Exercise aim
List each line in the rows below that contains the string "above".

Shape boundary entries
start

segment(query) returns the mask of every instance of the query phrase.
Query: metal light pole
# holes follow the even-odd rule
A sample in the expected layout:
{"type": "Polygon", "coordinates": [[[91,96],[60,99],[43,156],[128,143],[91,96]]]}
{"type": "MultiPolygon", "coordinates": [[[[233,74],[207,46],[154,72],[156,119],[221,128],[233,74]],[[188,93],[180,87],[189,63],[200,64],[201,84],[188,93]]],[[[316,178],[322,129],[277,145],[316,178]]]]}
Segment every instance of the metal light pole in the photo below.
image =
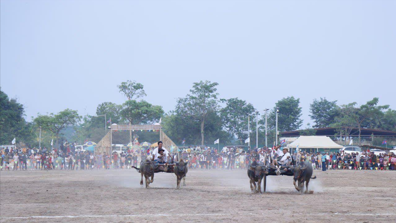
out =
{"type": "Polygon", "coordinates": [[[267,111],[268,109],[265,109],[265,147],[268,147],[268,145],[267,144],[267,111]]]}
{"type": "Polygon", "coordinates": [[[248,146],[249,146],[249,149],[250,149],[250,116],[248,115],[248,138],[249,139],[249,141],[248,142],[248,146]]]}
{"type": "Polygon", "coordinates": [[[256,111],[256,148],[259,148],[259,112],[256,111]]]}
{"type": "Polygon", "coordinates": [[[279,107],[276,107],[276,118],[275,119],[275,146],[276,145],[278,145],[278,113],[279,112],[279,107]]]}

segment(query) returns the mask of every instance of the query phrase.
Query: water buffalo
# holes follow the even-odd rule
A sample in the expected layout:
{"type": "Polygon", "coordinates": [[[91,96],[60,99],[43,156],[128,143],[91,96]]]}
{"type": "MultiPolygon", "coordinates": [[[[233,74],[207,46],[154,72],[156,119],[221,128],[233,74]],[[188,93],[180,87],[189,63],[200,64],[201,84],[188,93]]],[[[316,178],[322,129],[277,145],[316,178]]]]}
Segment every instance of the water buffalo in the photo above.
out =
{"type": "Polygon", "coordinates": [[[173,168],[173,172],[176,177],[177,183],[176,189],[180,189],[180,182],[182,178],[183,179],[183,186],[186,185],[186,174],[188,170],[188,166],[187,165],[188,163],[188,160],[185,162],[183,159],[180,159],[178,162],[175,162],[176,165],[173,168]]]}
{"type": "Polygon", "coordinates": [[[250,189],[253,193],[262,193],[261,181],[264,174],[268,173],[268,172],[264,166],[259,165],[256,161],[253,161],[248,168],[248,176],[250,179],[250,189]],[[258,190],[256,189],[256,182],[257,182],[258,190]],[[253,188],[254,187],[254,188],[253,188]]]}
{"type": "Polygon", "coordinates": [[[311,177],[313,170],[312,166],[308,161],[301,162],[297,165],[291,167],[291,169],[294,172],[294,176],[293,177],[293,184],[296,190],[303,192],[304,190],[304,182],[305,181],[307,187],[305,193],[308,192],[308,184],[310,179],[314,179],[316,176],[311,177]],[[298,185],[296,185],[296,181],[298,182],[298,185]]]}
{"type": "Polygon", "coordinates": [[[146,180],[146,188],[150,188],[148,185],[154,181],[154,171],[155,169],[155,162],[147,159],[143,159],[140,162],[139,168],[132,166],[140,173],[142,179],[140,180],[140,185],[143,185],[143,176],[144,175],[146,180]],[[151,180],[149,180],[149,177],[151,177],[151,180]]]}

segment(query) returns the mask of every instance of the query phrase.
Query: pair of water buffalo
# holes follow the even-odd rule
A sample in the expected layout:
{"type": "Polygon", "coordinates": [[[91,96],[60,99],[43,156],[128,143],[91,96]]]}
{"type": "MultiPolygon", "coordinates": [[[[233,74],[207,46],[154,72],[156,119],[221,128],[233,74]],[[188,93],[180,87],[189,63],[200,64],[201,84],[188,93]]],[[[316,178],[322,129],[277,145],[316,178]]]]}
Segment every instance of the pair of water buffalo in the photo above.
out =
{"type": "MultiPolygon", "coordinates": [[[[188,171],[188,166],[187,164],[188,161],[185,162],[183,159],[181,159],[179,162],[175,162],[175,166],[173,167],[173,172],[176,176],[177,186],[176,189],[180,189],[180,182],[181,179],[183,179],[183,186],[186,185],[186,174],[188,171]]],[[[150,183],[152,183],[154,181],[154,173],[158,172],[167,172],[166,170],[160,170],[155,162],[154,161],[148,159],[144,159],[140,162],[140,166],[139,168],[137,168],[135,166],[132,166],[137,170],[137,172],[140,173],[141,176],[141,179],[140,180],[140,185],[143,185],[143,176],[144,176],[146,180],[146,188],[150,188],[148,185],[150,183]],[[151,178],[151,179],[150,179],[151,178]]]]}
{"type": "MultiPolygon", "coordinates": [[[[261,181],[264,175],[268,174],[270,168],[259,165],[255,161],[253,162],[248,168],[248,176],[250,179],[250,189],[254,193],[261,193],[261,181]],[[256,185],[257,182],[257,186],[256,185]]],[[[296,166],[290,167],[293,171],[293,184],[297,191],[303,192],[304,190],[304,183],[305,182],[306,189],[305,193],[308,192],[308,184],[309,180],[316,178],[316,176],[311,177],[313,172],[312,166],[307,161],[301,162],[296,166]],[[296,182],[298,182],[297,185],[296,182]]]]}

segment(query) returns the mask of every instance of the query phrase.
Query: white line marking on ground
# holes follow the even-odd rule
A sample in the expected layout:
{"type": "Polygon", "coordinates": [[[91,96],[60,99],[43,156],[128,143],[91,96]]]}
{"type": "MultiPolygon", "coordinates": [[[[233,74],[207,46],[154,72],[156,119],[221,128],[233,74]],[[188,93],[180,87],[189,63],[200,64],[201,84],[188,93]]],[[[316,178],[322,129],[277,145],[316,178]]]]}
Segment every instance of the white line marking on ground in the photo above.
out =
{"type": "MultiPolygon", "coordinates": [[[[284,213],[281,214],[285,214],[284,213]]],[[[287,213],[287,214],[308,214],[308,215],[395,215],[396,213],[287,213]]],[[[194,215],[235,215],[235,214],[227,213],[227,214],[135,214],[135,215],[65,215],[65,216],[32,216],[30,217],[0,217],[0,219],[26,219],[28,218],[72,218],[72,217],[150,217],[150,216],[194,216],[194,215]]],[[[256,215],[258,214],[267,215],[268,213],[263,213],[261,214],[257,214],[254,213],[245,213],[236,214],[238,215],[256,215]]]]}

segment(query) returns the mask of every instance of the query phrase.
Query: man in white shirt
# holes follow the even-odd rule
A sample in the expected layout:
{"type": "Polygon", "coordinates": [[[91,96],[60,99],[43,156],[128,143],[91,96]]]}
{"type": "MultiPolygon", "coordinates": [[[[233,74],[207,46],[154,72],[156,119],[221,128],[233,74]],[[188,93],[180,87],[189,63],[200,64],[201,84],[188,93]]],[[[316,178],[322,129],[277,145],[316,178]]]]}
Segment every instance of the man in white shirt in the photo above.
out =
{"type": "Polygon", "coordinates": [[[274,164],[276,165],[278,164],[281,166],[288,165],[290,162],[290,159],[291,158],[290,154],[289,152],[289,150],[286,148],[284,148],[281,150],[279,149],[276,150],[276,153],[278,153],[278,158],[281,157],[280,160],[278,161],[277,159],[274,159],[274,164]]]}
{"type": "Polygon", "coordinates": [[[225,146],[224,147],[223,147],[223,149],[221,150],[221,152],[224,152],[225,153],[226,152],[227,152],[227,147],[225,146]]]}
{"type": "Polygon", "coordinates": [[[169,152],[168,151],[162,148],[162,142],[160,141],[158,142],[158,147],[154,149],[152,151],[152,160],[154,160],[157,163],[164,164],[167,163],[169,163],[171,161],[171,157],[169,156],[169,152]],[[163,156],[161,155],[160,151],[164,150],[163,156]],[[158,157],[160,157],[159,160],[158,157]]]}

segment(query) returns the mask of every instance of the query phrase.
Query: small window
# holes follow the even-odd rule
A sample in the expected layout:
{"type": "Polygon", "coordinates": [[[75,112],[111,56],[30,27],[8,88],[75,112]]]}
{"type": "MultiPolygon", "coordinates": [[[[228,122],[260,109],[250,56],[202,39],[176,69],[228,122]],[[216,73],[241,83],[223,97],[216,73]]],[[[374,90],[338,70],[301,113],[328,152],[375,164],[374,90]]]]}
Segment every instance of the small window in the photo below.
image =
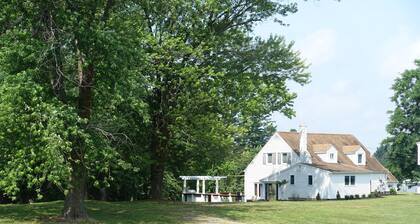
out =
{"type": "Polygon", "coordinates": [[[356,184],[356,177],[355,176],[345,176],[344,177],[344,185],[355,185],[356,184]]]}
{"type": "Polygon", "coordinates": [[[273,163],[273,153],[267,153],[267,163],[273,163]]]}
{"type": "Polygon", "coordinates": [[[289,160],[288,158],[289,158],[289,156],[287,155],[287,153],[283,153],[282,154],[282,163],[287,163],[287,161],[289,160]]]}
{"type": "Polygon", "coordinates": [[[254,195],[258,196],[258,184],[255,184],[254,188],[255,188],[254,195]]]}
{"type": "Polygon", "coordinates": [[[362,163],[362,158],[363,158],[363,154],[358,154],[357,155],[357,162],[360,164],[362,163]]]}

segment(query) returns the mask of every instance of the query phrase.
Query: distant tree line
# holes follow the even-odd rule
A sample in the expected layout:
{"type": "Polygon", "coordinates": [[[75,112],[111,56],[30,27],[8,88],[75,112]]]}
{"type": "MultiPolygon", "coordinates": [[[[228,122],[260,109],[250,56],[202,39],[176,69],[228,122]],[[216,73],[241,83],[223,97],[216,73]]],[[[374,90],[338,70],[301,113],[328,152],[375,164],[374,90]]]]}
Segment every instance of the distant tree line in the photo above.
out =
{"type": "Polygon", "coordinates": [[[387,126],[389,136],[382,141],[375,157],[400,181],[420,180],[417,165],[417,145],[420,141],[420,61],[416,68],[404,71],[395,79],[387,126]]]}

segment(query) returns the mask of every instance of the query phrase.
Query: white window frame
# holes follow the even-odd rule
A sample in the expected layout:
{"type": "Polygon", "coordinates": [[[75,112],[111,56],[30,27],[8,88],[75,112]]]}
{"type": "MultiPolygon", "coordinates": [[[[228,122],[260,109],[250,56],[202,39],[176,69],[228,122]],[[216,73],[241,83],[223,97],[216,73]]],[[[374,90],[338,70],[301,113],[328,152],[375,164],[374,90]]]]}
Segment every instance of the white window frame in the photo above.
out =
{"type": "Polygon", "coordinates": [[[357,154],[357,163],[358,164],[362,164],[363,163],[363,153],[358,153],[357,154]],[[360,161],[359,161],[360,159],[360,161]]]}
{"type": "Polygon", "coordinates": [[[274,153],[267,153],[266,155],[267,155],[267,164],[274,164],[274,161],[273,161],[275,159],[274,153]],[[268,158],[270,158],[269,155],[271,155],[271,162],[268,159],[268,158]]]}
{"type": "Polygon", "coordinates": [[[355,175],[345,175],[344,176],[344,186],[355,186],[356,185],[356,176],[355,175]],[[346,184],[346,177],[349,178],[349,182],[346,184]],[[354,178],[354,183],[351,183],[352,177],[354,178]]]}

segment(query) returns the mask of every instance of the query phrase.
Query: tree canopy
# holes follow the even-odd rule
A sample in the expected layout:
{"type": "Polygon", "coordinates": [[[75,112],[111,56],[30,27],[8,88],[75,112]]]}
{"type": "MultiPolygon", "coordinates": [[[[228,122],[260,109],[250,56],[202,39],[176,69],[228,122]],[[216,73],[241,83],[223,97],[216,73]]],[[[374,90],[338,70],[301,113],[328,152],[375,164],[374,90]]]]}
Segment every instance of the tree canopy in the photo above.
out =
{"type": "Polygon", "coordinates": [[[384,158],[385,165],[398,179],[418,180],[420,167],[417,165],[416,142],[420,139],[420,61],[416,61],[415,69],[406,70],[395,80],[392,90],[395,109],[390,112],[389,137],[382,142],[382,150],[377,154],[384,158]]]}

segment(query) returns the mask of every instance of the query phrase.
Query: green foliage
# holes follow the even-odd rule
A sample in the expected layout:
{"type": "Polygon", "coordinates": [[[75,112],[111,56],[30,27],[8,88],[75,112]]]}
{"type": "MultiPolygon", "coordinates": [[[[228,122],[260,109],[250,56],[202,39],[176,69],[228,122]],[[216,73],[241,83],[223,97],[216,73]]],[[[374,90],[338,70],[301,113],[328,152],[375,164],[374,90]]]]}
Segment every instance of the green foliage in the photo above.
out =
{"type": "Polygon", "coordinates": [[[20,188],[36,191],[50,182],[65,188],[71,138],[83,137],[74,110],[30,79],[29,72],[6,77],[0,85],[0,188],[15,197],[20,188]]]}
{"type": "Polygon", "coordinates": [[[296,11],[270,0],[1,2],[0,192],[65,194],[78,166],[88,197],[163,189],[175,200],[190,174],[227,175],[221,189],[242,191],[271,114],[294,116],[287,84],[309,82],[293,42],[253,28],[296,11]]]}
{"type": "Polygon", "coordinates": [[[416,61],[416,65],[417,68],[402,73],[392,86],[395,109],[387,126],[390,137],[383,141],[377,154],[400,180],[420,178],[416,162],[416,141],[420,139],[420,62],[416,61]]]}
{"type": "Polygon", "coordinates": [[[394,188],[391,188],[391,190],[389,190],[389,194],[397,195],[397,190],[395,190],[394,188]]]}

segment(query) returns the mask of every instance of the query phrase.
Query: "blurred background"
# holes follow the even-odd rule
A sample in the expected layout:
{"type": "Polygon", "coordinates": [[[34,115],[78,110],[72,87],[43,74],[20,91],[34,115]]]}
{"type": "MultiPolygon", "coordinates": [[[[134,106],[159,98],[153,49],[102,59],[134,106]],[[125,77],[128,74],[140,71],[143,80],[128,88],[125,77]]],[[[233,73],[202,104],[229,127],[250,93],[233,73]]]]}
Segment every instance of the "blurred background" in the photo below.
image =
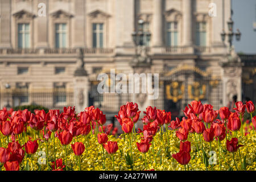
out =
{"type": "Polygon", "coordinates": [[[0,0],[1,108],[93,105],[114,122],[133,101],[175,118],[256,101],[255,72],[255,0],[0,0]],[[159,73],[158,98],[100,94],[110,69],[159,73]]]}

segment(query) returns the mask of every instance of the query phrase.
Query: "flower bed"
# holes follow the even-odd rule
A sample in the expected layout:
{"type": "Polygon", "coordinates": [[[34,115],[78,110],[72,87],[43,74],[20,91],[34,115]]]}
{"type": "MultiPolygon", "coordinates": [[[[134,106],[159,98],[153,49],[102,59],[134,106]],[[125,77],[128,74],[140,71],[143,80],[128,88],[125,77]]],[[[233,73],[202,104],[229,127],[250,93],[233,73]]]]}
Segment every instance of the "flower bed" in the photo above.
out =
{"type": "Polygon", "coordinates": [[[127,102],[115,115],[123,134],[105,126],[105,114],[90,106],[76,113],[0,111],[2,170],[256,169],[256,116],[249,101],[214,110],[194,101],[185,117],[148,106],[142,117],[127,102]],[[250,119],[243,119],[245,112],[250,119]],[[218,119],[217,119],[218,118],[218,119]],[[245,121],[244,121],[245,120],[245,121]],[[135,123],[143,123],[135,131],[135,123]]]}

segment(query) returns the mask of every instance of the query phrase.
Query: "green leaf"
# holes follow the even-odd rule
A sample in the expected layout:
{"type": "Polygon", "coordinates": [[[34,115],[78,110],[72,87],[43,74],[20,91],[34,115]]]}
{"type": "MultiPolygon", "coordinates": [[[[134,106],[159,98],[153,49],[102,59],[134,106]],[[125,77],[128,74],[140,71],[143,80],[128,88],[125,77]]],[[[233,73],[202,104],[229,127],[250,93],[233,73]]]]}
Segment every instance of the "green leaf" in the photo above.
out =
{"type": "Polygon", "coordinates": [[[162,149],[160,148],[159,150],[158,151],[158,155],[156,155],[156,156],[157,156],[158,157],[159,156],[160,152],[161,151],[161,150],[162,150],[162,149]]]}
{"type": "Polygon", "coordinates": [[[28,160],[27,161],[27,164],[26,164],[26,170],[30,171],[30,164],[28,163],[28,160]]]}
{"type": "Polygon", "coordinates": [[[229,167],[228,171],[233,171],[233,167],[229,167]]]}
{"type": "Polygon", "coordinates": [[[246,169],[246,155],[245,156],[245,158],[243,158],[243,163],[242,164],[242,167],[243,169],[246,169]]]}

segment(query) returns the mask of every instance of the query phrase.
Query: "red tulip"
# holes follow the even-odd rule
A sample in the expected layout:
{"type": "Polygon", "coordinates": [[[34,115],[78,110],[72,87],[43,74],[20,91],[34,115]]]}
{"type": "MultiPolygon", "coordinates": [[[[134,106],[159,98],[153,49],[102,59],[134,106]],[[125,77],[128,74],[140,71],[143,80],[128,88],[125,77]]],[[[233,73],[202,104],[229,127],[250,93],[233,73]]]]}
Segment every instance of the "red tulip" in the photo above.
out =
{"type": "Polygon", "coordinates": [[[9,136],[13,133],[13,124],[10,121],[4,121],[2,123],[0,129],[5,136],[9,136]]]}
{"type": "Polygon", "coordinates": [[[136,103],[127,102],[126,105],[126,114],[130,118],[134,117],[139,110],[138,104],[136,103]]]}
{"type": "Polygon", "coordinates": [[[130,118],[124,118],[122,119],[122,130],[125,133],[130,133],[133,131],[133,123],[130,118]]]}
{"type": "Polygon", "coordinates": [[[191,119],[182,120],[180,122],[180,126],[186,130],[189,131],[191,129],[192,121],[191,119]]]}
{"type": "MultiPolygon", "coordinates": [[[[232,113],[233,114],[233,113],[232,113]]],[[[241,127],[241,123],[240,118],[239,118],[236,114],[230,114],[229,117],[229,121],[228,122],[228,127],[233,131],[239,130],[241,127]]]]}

end

Response
Segment every instance of the water buffalo in the photo above.
Segment every instance of the pair of water buffalo in the photo above.
Segment every instance of the white line marking on ground in the photo above.
Segment every instance of the man in white shirt in the photo above.
Segment every instance of the distant tree line in the photo above.
Segment every instance of the white window frame in the photo above.
Segment every instance of the tree canopy in the photo above.
Segment every instance of the green foliage in the photo above.
Segment every instance of the "flower bed" in the photo above.
Segment every instance of the "green leaf" in the photo above.
Segment every instance of the "red tulip" in the photo above.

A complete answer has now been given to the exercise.